Input rows:
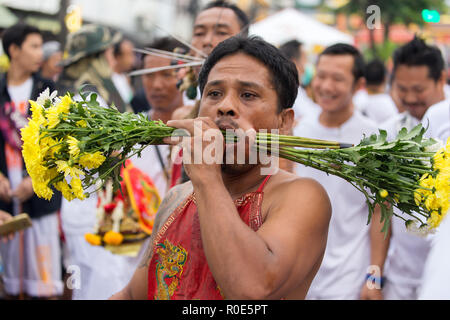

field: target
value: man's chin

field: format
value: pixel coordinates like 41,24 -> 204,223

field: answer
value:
221,163 -> 257,175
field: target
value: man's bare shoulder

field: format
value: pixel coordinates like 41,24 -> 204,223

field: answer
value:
265,170 -> 331,221
152,181 -> 193,233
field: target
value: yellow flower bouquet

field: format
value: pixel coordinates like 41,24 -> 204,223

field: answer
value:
22,91 -> 450,235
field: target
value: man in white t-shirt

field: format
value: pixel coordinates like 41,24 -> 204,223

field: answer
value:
0,23 -> 63,298
111,38 -> 136,103
294,44 -> 387,299
422,98 -> 450,143
381,38 -> 448,300
279,40 -> 321,121
357,60 -> 398,125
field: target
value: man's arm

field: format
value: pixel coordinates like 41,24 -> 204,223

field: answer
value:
361,205 -> 391,300
110,182 -> 192,300
194,179 -> 331,299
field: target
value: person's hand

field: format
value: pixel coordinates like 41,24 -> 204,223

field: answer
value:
359,281 -> 383,300
164,117 -> 224,185
0,210 -> 14,243
0,173 -> 12,203
12,177 -> 34,202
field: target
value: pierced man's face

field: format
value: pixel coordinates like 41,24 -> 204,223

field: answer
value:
9,33 -> 43,73
312,55 -> 358,112
393,65 -> 445,120
199,53 -> 293,173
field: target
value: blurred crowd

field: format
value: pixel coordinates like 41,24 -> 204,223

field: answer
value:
0,1 -> 450,300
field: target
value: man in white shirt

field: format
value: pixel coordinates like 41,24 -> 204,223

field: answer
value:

Aim of the task: Write out all of the data above word for word, leaving out the pictures.

Written response:
field: target
value: man's chin

field: format
value: pixel coordinates like 41,24 -> 204,223

field: answer
value:
221,163 -> 257,175
field: target
value: man's bare shoulder

field: format
value: pixel coordinates like 41,24 -> 204,223

field: answer
value:
265,170 -> 331,221
152,181 -> 193,233
field: target
value: yellow flower bouquet

field: format
value: pixel coordinates like 41,24 -> 204,223

field: answer
value:
22,91 -> 450,235
field: target
value: man in white t-shirt

field: format
value: pixel coordinates like 41,24 -> 204,223

field: answer
value:
0,23 -> 63,298
111,38 -> 136,103
294,44 -> 387,299
422,98 -> 450,143
381,38 -> 448,300
279,40 -> 321,121
357,60 -> 398,125
field: target
value: man's arm

field: format
value: pixel coordinates like 41,24 -> 204,223

field: answer
value:
361,205 -> 391,300
110,182 -> 192,300
194,179 -> 331,299
field: target
value: person's hand

field: format
value: pixel coordinates like 41,24 -> 204,223

field: answer
value:
359,281 -> 383,300
164,117 -> 224,185
0,210 -> 14,243
0,173 -> 12,203
12,177 -> 34,202
field: target
value: pierced man's face

field: format
value: pixel coordinates like 41,24 -> 204,223

field: answer
value:
9,33 -> 43,73
312,55 -> 358,112
393,65 -> 445,120
199,53 -> 293,173
field: target
value: blurred crowd

field: format
value: pixel coordinates like 41,24 -> 204,223

field: answer
value:
0,1 -> 450,300
field: target
value: man in white shirt

field: format
value: pixel coordinates like 41,24 -> 204,223

field: answer
value:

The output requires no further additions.